_Supplied material_
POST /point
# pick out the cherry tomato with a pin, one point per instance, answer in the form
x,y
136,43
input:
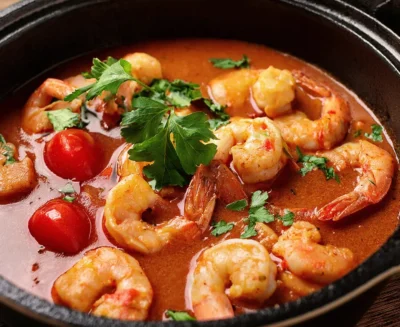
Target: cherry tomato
x,y
61,226
73,154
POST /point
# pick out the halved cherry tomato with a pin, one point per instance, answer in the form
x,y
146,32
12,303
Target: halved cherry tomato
x,y
73,154
61,226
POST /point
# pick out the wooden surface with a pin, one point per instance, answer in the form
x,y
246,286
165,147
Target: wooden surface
x,y
378,307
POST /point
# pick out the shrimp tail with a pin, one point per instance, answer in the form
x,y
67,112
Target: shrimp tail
x,y
214,306
343,206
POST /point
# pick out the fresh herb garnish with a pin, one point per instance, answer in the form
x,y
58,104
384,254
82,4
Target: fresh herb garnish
x,y
376,134
221,227
357,133
219,111
175,145
227,63
179,315
63,119
257,213
287,218
312,162
6,151
68,191
237,205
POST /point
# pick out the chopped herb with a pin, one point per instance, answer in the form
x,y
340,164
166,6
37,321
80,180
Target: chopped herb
x,y
221,227
227,63
69,198
152,126
218,110
179,315
6,151
237,205
287,219
67,190
376,134
312,162
357,133
63,119
257,213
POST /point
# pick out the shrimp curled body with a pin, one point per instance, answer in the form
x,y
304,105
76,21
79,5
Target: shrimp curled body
x,y
377,169
243,264
83,286
256,147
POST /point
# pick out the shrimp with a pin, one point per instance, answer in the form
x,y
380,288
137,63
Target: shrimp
x,y
89,286
34,118
323,133
376,168
123,211
274,91
256,146
245,265
322,264
18,177
233,89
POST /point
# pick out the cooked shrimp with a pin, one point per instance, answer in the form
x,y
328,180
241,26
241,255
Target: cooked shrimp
x,y
376,168
307,259
233,89
233,269
256,146
323,133
17,177
34,118
86,286
123,211
274,91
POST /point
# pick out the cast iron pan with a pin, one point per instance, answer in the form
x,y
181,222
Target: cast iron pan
x,y
355,48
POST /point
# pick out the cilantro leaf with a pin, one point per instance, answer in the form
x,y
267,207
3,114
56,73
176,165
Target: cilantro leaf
x,y
288,218
189,134
227,63
63,119
6,151
144,122
221,227
357,133
376,134
237,205
179,315
312,162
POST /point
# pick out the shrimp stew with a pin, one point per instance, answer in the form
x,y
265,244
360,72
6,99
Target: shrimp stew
x,y
189,180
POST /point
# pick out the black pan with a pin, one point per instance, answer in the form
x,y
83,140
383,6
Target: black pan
x,y
355,48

_Exercise brief_
List every line in the records above that contains the string "garnish", matching its case exactly.

_Reply to the task_
# pick out the fresh herb garnish with a pin, one point per instance, answer in the form
Target: fresh herb garnish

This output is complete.